> WORK INSTRUCTION: Restate the data exactly, with nothing altered.

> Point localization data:

_____

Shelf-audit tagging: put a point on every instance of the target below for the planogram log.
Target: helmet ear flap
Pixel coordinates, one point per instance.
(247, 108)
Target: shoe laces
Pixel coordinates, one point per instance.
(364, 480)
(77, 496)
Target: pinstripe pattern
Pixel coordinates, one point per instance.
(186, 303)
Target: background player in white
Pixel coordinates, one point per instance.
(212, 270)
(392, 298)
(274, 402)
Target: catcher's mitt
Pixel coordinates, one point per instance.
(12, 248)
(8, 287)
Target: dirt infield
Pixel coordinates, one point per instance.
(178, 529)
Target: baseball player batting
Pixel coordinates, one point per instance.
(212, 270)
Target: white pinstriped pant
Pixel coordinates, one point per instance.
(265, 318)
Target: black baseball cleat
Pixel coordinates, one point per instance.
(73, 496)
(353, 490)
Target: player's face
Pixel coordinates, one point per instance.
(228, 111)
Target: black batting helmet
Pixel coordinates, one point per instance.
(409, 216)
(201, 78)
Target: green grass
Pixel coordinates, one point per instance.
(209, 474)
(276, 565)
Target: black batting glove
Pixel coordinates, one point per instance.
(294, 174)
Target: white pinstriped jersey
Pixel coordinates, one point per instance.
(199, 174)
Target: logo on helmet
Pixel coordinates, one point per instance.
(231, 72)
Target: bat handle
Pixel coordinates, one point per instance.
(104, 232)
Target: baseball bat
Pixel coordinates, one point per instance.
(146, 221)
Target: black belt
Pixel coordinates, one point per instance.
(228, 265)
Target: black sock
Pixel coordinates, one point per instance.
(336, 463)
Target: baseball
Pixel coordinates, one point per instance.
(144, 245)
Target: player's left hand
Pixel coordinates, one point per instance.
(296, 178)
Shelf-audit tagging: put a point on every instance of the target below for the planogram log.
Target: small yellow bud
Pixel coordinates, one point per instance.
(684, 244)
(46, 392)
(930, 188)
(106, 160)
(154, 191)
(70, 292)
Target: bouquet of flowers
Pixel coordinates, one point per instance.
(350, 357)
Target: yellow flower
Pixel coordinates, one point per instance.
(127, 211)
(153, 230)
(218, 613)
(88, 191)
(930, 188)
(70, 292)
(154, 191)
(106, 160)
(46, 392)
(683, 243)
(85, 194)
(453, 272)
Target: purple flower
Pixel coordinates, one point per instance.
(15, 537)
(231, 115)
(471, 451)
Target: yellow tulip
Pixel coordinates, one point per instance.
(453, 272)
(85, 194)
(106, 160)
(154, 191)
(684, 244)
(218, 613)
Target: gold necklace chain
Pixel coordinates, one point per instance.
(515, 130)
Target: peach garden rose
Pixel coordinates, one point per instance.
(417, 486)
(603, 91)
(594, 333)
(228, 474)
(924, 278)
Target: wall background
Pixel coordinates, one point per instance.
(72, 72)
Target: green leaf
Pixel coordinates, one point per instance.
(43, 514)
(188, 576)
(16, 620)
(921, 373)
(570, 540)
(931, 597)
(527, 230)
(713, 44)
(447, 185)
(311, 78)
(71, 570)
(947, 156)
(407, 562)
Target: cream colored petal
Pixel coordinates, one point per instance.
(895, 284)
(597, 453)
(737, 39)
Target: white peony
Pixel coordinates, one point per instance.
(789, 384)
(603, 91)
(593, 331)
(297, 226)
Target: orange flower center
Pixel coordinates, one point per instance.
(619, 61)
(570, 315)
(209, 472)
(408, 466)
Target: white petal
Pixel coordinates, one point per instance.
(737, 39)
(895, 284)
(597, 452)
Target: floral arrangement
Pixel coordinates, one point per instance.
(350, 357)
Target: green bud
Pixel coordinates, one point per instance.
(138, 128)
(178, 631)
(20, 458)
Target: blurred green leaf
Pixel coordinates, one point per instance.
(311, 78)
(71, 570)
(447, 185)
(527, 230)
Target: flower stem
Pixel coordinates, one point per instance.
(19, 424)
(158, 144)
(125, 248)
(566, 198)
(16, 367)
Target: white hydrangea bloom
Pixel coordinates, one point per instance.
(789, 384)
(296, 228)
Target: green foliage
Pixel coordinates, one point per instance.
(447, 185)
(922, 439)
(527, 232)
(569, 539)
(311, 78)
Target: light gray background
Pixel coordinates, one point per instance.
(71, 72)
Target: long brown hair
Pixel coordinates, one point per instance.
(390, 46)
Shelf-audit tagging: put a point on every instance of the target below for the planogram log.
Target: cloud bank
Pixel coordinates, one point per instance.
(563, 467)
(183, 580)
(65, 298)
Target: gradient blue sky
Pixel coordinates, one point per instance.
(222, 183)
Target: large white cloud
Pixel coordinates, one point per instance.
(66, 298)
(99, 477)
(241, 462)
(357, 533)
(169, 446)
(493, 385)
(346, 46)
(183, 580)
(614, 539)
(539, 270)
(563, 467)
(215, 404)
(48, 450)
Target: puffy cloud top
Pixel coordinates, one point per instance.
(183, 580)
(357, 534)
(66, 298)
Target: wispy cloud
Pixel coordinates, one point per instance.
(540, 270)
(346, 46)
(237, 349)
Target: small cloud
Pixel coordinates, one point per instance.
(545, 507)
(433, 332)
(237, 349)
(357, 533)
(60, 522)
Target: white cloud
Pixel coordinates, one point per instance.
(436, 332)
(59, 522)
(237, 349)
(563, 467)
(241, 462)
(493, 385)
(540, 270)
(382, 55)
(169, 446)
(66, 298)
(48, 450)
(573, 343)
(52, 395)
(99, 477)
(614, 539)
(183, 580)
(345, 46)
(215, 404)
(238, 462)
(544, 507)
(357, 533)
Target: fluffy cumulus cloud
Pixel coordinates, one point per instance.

_____

> ANSWER TO THE EXERCISE:
Shelf-audit tagging: put a point on every instance of the target below for the planogram log.
Target: helmet ear flap
Pixel coordinates, one point per instance.
(247, 108)
Target: shoe laces
Pixel coordinates, one point per instance.
(364, 480)
(77, 496)
Target: pinstripe pattern
Pixel coordinates, one point per instance.
(186, 303)
Target: background player in white
Pixel coordinates, one point per instance.
(212, 270)
(392, 298)
(274, 402)
Target: catcher's mitt
Pixel coordinates, one point per instance.
(12, 248)
(8, 287)
Target: dirt infield
Pixel coordinates, one point per instance.
(178, 529)
Target: baseball player batting
Pixel coordinates, one point per instance.
(212, 270)
Target: white pinstriped pant
Pixel coordinates, one point per instance.
(265, 318)
Target: black baseball cleat
Pixel coordinates, one point per instance.
(73, 496)
(353, 490)
Target: player's face
Pixel coordinates, one point per instance.
(228, 111)
Target: black batting helmet
Pixel coordinates, one point per instance.
(409, 216)
(201, 78)
Target: green grass
Pixel coordinates, one point per instance.
(209, 474)
(276, 565)
Target: black batting glove
Pixel coordinates, one point per instance.
(294, 174)
Target: white pinstriped jersey
Pixel coordinates, one point per instance.
(199, 174)
Target: logo on helmet
Pixel coordinates, one point per instance.
(231, 72)
Target: bat handle
Pixel coordinates, one point per instance.
(104, 232)
Target: baseball bat
Pixel coordinates, one point per instance.
(146, 221)
Target: black belt
Pixel coordinates, one point per instance.
(228, 265)
Target: black sock
Pixel coordinates, one point per instance.
(336, 463)
Target: baseball
Pixel coordinates, one point per instance.
(144, 245)
Target: player's left hand
Pixel coordinates, one point per instance.
(296, 178)
Shelf-audit tagging: put a point on every instance of the target below for the planogram log.
Target: small yellow bud
Pixel coordinates, one point per instance.
(684, 244)
(46, 392)
(930, 188)
(106, 160)
(154, 191)
(70, 292)
Target: bouquet of flowers
Pixel coordinates, one point per instance.
(350, 357)
Target: yellow flower
Pixel coordinates, one point per instance.
(127, 211)
(153, 230)
(218, 613)
(88, 191)
(930, 188)
(70, 292)
(154, 191)
(106, 160)
(46, 392)
(683, 243)
(85, 194)
(453, 272)
Target: purple flower
Pixel coordinates, one point per instance.
(15, 537)
(231, 115)
(471, 451)
Target: yellow tulip
Pixel coordinates, one point per instance.
(453, 272)
(85, 194)
(106, 160)
(154, 191)
(684, 244)
(218, 613)
Target: gold necklace chain
Pixel coordinates, one point per instance.
(515, 130)
Target: peach garden rose
Pixel coordinates, one point per instance.
(417, 486)
(603, 91)
(594, 333)
(228, 474)
(924, 278)
Target: wall background
Pixel coordinates, one point per instance.
(72, 72)
Target: green leaf
Pixel coordinates, one point per instance.
(43, 514)
(188, 576)
(16, 620)
(921, 373)
(570, 540)
(931, 597)
(527, 230)
(713, 44)
(447, 185)
(311, 78)
(71, 570)
(947, 156)
(407, 562)
Target: cream colored petal
Pixel coordinates, one point per instance.
(895, 284)
(597, 453)
(737, 39)
Target: white peony
Pixel coordinates, one point per instance.
(789, 384)
(603, 91)
(593, 331)
(297, 226)
Target: orange flower center
Pixel coordinates, one point per instance.
(619, 61)
(570, 315)
(209, 472)
(408, 466)
Target: white petal
Pixel coordinates, one point per instance.
(737, 39)
(895, 284)
(597, 452)
Target: floral arrangement
Pixel coordinates, one point per instance.
(350, 357)
Target: green bud
Pixel coordinates, one point per instance.
(138, 128)
(178, 631)
(20, 458)
Target: blurred green leaf
Pixel coordinates, one point per instance.
(311, 78)
(71, 570)
(447, 185)
(527, 230)
Target: flower stem
Pixel coordinates, one point per instance.
(19, 424)
(158, 144)
(125, 248)
(566, 198)
(16, 367)
Target: white hydrangea bloom
Pixel coordinates, one point per instance.
(789, 384)
(296, 228)
Target: green foliage
Pixel coordinates, one point per instance.
(447, 185)
(922, 439)
(527, 232)
(569, 539)
(311, 78)
Target: light gray background
Pixel coordinates, one point per instance.
(71, 72)
Target: long brown hair
Pixel coordinates, one point per instance.
(390, 46)
Shelf-audit tagging: put a point on every instance of the target below for the planogram log.
Target: cloud bank
Pixel coordinates, one point per instance.
(563, 467)
(183, 580)
(65, 298)
Target: gradient blue sky
Pixel coordinates, one point per instance.
(222, 183)
Target: large white cloud
Pixel coordinates, one point per instance.
(66, 298)
(99, 477)
(241, 462)
(357, 533)
(169, 446)
(493, 385)
(346, 46)
(183, 580)
(614, 539)
(539, 270)
(563, 467)
(215, 404)
(48, 450)
Target: puffy cloud top
Pixel coordinates, one point per instance.
(183, 580)
(357, 534)
(66, 298)
Target: wispy cloud
Pixel coordinates, one point per instance.
(540, 270)
(346, 46)
(237, 349)
Target: small cloud
Pixel coordinates, one point per instance.
(545, 507)
(433, 332)
(237, 349)
(357, 533)
(60, 522)
Target: white cloud
Pixel coordinates, one point per instance.
(436, 332)
(59, 522)
(237, 349)
(563, 467)
(241, 462)
(493, 385)
(540, 270)
(382, 55)
(169, 446)
(66, 298)
(48, 450)
(573, 343)
(52, 395)
(99, 477)
(614, 539)
(183, 580)
(345, 46)
(215, 404)
(238, 462)
(544, 507)
(357, 533)
Target: fluffy cumulus cloud
Pixel coordinates, one point per instance.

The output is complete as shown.